Testo da leggere:

-=-=-

Fino a quando non verrà negoziato e ratificato un accordo giuridicamente vincolante, i governi dell'Eurozona dovranno dare mandato al Fondo europeo per la stabilità finanziaria (EFSF) e alla Banca centrale europea (BCE) per cooperare al fine di riportare la crisi sotto controllo. Tali istituzioni potrebbero garantire ed, infine, ricapitalizzare il sistema bancario e permettere ai paesi in difficoltà di rifinanziare il proprio debito, entro limiti prestabiliti, emettendo buoni del tesoro che possono essere ceduti a risconto alla BCE, di fatto senza costi.

Facciamo appello ai Parlamenti dei paesi dell'Eurozona affinché riconoscano che l'euro richiede una soluzione europea. La ricerca di soluzioni a livello nazionale può solo portare alla dissoluzione.

-=-=-

Righe di dati:
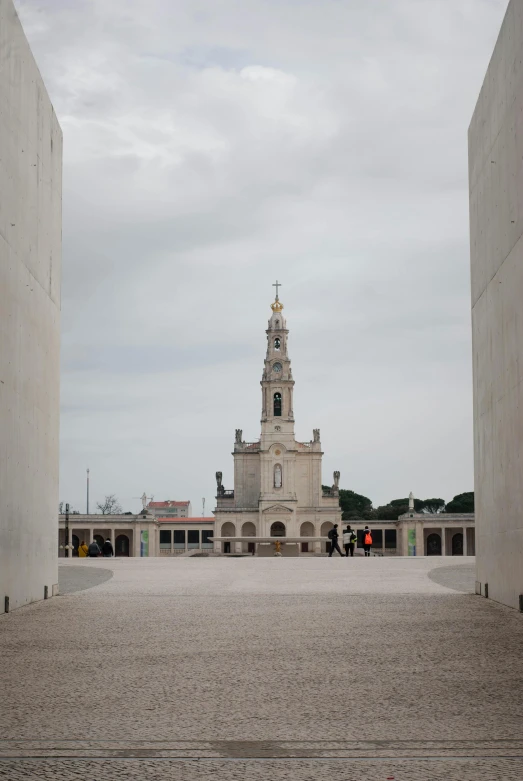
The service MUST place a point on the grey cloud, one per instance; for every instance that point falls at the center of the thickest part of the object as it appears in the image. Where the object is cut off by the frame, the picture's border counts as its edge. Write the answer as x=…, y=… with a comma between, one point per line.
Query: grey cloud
x=210, y=147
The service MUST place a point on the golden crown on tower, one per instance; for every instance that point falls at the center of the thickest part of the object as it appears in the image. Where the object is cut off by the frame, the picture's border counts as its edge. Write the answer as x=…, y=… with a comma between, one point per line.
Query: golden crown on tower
x=277, y=306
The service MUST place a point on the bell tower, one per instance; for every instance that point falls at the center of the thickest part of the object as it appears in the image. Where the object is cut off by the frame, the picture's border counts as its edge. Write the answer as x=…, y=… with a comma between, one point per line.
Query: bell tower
x=277, y=420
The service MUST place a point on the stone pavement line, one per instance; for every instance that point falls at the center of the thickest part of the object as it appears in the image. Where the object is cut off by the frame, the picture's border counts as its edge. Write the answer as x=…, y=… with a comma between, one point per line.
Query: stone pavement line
x=263, y=770
x=250, y=749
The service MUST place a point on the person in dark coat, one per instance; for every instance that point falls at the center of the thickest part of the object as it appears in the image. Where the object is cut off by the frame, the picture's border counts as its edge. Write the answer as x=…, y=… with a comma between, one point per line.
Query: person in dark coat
x=107, y=549
x=94, y=550
x=367, y=540
x=333, y=537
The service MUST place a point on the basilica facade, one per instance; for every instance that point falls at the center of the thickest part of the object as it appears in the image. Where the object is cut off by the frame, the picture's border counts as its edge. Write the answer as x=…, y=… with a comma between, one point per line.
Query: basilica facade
x=278, y=492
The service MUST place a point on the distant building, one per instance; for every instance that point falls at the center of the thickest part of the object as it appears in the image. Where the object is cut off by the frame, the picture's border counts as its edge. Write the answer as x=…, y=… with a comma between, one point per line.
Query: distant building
x=170, y=509
x=413, y=534
x=140, y=535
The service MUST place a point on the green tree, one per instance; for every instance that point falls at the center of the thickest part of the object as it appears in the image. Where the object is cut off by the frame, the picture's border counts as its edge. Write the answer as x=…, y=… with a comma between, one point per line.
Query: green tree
x=389, y=512
x=433, y=506
x=462, y=503
x=353, y=505
x=404, y=503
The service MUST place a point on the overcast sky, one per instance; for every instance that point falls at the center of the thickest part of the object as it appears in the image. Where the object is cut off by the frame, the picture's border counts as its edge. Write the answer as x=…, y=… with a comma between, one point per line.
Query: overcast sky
x=212, y=146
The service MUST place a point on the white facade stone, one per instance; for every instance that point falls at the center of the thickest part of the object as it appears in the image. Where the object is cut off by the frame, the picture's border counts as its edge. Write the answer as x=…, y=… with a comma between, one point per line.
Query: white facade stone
x=496, y=244
x=30, y=274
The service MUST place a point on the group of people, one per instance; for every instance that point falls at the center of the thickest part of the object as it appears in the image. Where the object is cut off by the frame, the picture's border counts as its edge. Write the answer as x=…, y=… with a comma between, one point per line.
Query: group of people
x=92, y=550
x=350, y=539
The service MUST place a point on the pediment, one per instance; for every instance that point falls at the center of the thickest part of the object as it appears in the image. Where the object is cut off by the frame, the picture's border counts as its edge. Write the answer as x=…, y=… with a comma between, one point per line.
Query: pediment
x=278, y=508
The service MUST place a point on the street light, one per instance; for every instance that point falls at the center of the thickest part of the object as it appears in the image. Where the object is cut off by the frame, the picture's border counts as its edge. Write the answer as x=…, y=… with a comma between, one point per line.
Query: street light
x=67, y=530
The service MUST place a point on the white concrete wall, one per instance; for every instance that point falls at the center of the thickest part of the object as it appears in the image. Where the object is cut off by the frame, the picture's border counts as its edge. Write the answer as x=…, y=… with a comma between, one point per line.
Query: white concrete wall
x=496, y=226
x=30, y=268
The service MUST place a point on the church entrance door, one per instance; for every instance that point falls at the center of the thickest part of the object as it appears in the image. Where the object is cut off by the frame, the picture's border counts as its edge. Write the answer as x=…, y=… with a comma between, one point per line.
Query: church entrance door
x=121, y=545
x=433, y=545
x=457, y=544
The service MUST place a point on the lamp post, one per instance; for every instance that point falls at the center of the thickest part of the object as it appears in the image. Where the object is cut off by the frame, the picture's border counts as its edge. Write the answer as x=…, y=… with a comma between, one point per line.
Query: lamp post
x=67, y=530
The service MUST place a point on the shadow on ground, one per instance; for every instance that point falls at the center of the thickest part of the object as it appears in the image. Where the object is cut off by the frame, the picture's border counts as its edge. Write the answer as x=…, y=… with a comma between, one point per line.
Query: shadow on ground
x=459, y=578
x=72, y=579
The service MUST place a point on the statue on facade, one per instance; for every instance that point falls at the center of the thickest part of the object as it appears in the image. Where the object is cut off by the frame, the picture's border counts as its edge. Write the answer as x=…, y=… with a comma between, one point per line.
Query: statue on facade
x=221, y=489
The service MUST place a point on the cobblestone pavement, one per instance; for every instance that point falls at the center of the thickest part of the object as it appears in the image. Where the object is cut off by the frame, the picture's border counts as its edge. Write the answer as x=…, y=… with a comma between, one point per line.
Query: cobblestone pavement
x=263, y=669
x=73, y=578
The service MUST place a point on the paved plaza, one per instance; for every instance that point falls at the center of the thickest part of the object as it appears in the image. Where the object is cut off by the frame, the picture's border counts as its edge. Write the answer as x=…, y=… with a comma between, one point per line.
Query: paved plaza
x=252, y=668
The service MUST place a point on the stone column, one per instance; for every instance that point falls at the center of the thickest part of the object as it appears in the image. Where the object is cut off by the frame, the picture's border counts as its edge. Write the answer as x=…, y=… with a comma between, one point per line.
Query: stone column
x=403, y=539
x=420, y=539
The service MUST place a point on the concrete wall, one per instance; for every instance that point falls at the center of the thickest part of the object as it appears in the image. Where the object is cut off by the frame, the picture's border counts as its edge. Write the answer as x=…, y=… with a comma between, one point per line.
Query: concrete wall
x=30, y=260
x=496, y=226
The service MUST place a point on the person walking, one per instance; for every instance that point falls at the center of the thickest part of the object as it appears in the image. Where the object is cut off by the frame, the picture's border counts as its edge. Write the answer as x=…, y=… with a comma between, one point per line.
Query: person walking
x=333, y=537
x=107, y=549
x=349, y=540
x=94, y=550
x=367, y=540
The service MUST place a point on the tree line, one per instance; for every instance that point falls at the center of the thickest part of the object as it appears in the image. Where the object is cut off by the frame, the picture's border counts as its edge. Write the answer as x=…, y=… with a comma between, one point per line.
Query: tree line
x=356, y=506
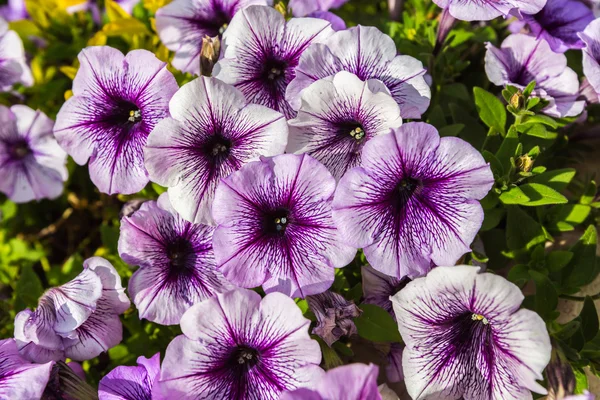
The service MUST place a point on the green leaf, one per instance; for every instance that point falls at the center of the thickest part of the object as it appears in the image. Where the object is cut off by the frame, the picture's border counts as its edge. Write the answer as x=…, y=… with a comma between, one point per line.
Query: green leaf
x=377, y=325
x=491, y=110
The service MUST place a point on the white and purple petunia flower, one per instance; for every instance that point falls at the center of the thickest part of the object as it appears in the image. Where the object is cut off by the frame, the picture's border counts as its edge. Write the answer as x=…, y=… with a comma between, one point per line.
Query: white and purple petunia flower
x=19, y=378
x=466, y=337
x=275, y=226
x=32, y=164
x=485, y=10
x=239, y=346
x=117, y=102
x=177, y=265
x=182, y=24
x=339, y=114
x=522, y=59
x=369, y=54
x=78, y=320
x=131, y=383
x=348, y=382
x=212, y=132
x=261, y=51
x=413, y=202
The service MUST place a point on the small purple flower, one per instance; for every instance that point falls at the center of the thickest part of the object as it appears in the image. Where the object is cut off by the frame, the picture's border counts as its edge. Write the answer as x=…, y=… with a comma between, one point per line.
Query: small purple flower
x=212, y=132
x=177, y=265
x=369, y=54
x=183, y=24
x=466, y=337
x=559, y=22
x=335, y=316
x=78, y=320
x=13, y=65
x=131, y=383
x=348, y=382
x=237, y=346
x=32, y=164
x=19, y=378
x=261, y=51
x=117, y=102
x=522, y=59
x=413, y=202
x=485, y=10
x=339, y=114
x=275, y=227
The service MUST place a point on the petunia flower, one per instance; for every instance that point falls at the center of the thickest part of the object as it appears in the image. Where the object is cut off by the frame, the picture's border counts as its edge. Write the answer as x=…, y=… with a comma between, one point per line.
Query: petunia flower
x=177, y=265
x=32, y=164
x=182, y=24
x=466, y=337
x=339, y=114
x=78, y=320
x=522, y=59
x=19, y=378
x=261, y=51
x=591, y=54
x=275, y=227
x=117, y=102
x=559, y=22
x=237, y=346
x=335, y=316
x=369, y=54
x=348, y=382
x=212, y=132
x=13, y=65
x=413, y=202
x=131, y=383
x=485, y=10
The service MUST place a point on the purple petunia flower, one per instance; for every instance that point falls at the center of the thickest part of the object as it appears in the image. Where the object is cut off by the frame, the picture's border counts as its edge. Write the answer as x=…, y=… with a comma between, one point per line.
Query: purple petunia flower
x=131, y=383
x=485, y=10
x=78, y=320
x=183, y=24
x=339, y=114
x=32, y=164
x=237, y=346
x=466, y=337
x=177, y=265
x=591, y=54
x=559, y=22
x=348, y=382
x=117, y=102
x=261, y=51
x=275, y=227
x=413, y=202
x=369, y=54
x=522, y=59
x=19, y=378
x=213, y=132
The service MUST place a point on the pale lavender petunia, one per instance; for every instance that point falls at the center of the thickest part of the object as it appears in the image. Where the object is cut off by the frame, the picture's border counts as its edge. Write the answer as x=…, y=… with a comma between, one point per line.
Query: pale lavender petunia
x=177, y=265
x=522, y=59
x=182, y=24
x=239, y=346
x=212, y=132
x=32, y=164
x=339, y=114
x=369, y=54
x=19, y=378
x=466, y=337
x=275, y=227
x=348, y=382
x=261, y=51
x=413, y=202
x=485, y=10
x=117, y=102
x=131, y=383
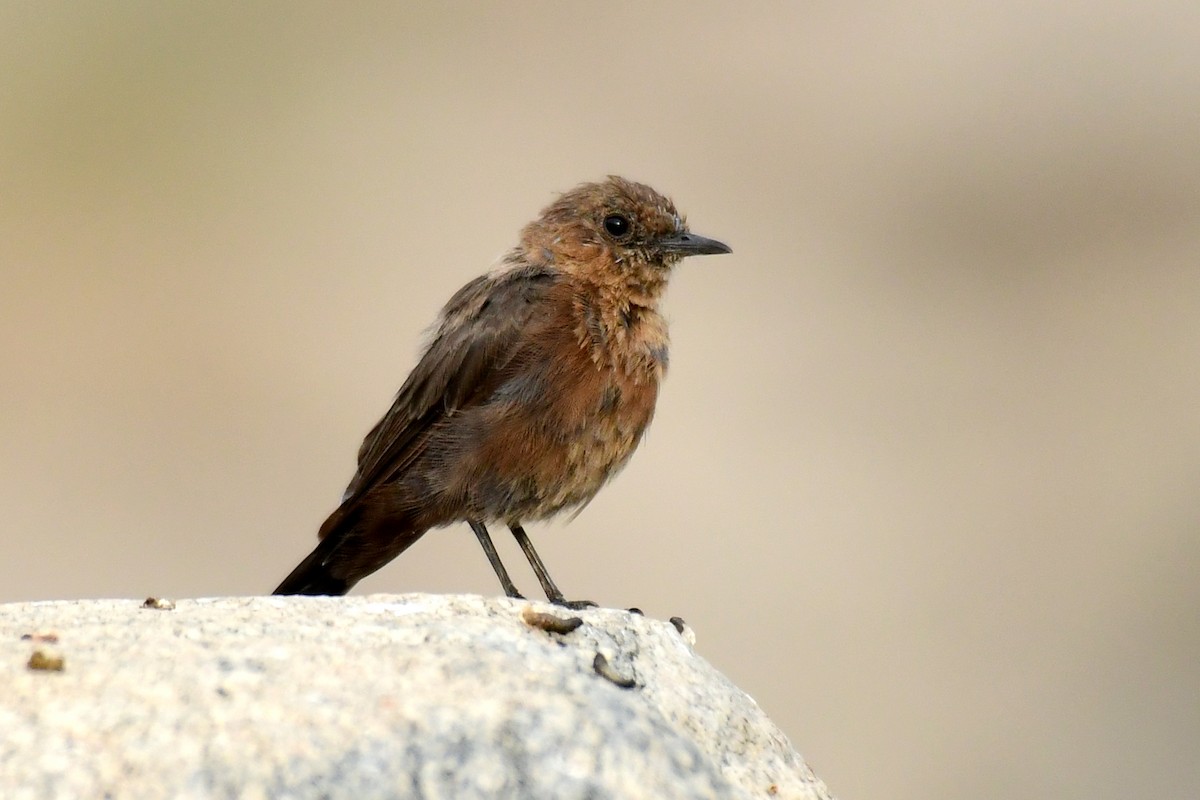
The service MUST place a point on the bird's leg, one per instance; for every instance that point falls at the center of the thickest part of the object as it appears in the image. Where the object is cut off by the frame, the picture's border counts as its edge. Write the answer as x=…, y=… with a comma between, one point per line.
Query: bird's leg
x=547, y=585
x=485, y=541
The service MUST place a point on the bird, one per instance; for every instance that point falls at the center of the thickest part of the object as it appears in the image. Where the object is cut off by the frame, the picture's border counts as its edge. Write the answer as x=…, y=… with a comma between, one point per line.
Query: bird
x=537, y=384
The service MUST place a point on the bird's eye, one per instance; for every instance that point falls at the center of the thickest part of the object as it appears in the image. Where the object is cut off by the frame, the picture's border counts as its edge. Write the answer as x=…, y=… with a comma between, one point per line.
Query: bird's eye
x=616, y=224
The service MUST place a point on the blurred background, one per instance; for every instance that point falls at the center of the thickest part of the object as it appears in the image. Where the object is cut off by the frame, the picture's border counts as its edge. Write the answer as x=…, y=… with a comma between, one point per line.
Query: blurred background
x=924, y=475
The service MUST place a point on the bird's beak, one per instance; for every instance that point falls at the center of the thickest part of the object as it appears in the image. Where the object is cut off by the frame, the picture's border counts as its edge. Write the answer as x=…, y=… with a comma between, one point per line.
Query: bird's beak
x=687, y=244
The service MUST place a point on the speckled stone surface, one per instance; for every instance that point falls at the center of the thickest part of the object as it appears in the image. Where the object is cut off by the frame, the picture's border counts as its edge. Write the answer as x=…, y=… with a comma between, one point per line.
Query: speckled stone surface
x=382, y=696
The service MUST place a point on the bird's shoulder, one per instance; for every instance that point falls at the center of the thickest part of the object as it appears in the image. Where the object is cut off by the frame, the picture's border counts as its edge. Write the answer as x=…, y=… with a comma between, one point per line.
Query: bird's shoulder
x=471, y=348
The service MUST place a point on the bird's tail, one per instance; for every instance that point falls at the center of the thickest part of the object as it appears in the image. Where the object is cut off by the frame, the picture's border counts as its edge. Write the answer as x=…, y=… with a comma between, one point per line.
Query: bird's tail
x=315, y=575
x=353, y=545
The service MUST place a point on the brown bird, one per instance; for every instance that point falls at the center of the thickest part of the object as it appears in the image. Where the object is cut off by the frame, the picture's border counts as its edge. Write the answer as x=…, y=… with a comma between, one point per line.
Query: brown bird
x=535, y=388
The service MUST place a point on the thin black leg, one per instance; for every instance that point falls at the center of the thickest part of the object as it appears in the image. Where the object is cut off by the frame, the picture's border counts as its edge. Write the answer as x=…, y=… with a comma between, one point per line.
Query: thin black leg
x=539, y=569
x=485, y=541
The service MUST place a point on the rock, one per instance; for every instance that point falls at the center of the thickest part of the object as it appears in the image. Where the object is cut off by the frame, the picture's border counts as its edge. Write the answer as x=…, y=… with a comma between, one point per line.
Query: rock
x=381, y=696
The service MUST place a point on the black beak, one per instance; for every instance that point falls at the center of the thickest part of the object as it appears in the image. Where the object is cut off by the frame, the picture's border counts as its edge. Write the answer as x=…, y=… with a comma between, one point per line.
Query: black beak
x=687, y=244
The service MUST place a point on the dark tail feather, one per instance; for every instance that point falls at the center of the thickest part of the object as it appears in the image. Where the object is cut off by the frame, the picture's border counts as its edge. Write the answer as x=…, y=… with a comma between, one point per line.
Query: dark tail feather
x=313, y=576
x=353, y=545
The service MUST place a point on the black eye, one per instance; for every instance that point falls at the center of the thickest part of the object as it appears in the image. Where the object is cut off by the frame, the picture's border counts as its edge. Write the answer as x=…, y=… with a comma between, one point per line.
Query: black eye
x=616, y=224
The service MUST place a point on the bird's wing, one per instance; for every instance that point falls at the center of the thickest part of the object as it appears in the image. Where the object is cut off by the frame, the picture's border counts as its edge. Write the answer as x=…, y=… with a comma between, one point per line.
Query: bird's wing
x=477, y=336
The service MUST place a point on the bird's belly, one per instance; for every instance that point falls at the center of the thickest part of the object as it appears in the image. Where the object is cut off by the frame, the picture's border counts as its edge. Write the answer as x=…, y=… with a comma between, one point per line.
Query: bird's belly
x=557, y=455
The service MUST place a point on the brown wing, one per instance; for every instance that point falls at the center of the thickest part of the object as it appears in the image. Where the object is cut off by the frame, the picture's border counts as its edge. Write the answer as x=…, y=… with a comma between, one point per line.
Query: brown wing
x=477, y=336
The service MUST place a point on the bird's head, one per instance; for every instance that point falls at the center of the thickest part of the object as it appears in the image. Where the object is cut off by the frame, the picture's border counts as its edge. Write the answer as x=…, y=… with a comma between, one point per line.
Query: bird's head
x=615, y=226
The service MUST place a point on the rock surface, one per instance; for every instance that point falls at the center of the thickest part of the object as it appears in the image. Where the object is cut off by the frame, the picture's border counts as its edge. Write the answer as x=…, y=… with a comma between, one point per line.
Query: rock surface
x=382, y=696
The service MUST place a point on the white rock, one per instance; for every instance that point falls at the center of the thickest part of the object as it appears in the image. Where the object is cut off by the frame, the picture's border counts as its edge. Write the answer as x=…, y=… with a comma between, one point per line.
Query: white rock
x=411, y=696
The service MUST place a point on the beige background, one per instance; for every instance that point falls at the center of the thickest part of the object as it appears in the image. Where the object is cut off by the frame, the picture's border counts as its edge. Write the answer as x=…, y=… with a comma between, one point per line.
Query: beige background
x=924, y=474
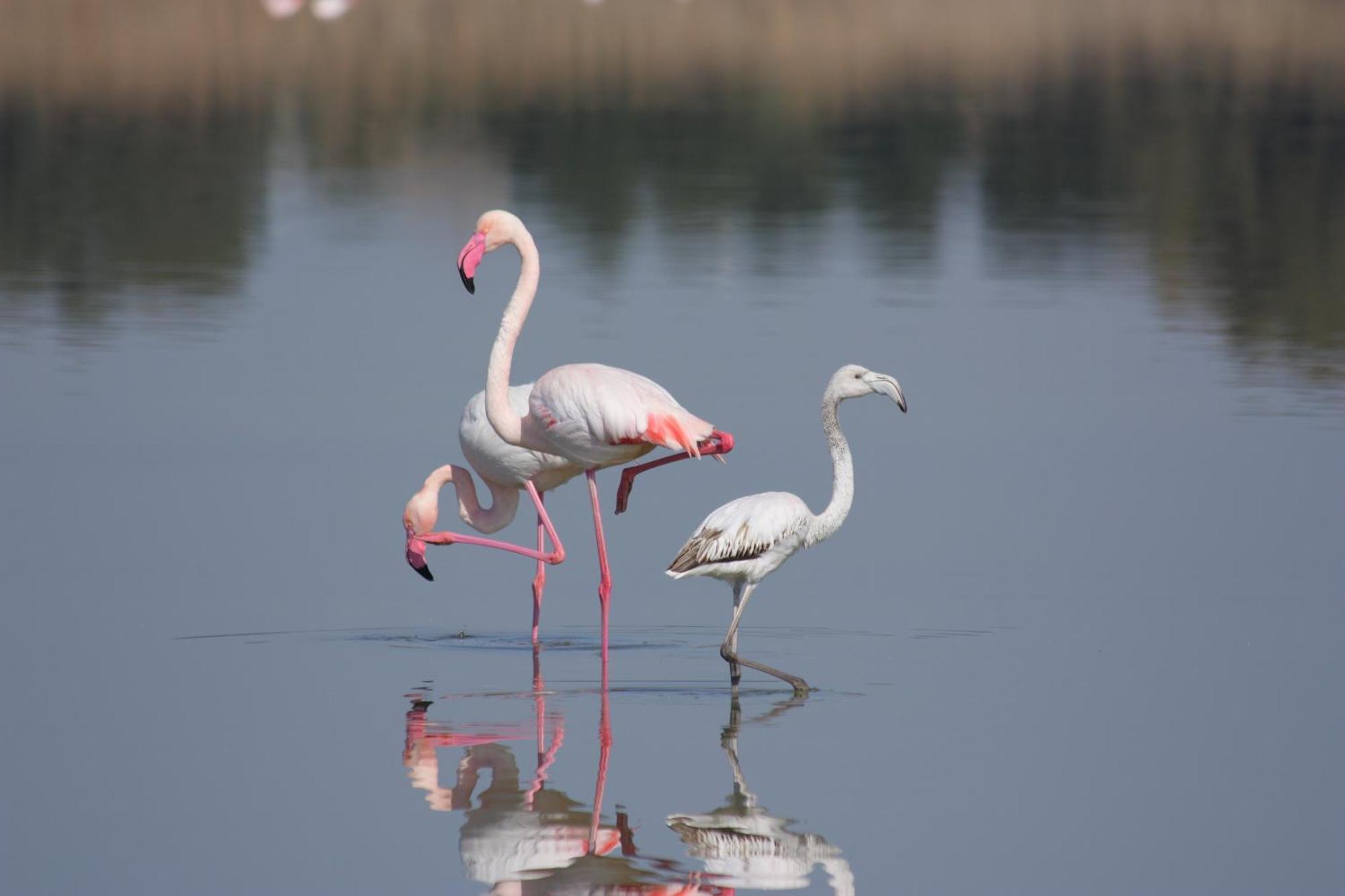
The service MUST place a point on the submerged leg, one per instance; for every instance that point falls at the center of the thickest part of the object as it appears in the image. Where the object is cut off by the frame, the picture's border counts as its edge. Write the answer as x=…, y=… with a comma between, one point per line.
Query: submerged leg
x=605, y=583
x=718, y=443
x=455, y=538
x=540, y=579
x=735, y=670
x=605, y=740
x=731, y=653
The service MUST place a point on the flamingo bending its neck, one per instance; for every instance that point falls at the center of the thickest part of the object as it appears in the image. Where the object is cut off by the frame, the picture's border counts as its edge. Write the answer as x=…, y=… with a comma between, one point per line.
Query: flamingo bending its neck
x=748, y=538
x=506, y=470
x=591, y=415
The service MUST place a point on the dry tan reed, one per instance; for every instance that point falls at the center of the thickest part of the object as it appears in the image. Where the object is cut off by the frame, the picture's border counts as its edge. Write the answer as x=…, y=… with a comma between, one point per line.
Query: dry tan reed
x=812, y=56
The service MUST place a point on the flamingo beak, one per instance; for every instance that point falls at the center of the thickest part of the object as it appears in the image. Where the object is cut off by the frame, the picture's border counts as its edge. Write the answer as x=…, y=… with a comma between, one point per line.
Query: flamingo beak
x=469, y=259
x=886, y=385
x=416, y=556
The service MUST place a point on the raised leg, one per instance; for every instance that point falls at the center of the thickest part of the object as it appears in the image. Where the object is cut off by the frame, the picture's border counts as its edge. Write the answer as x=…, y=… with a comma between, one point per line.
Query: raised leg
x=455, y=538
x=730, y=649
x=605, y=583
x=540, y=579
x=718, y=443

-=-=-

Compito breve 1:
Nel testo sulla crisi dell'Eurozona, a quali due istituzioni i governi dell'Eurozona dovranno dare mandato di cooperare?
Compito breve 2:
Cita dal testo sulla crisi dell'Eurozona il passo che comincia con le parole "Facciamo appello ai" e si ferma dopo "portare alla dissoluzione.".

Soluzione 1:
Al Fondo europeo per la stabilità finanziaria (EFSF) e alla Banca centrale europea (BCE).

Soluzione 2:
Facciamo appello ai Parlamenti dei paesi dell'Eurozona affinché riconoscano che l'euro richiede una soluzione europea. La ricerca di soluzioni a livello nazionale può solo portare alla dissoluzione.